• [What is required]: Would you please write out each entry precisely as given?
- Opening Delimiter -
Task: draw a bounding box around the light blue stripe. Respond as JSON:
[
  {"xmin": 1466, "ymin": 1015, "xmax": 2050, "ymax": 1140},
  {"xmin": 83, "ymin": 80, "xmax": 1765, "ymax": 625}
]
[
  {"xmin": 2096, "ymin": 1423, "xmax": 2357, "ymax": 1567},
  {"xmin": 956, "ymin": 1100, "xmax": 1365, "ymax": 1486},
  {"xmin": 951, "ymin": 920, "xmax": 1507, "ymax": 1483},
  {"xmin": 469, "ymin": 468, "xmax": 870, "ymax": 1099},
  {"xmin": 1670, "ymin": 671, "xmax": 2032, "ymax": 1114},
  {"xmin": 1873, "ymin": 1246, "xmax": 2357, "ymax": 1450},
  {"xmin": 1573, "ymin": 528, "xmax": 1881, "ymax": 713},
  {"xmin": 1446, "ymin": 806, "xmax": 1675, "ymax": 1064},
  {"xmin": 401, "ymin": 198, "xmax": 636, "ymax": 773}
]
- Closing Delimiter -
• [Response area]:
Task: draw a bounding box around the light blue stripe. Respond as JSON:
[
  {"xmin": 1466, "ymin": 1015, "xmax": 2050, "ymax": 1140},
  {"xmin": 83, "ymin": 80, "xmax": 1765, "ymax": 625}
]
[
  {"xmin": 2096, "ymin": 1423, "xmax": 2357, "ymax": 1567},
  {"xmin": 956, "ymin": 1100, "xmax": 1365, "ymax": 1486},
  {"xmin": 951, "ymin": 920, "xmax": 1507, "ymax": 1483},
  {"xmin": 469, "ymin": 468, "xmax": 870, "ymax": 1099},
  {"xmin": 1670, "ymin": 671, "xmax": 2032, "ymax": 1114},
  {"xmin": 1873, "ymin": 1246, "xmax": 2357, "ymax": 1450},
  {"xmin": 1573, "ymin": 528, "xmax": 1881, "ymax": 713},
  {"xmin": 1446, "ymin": 806, "xmax": 1675, "ymax": 1064},
  {"xmin": 401, "ymin": 198, "xmax": 636, "ymax": 773}
]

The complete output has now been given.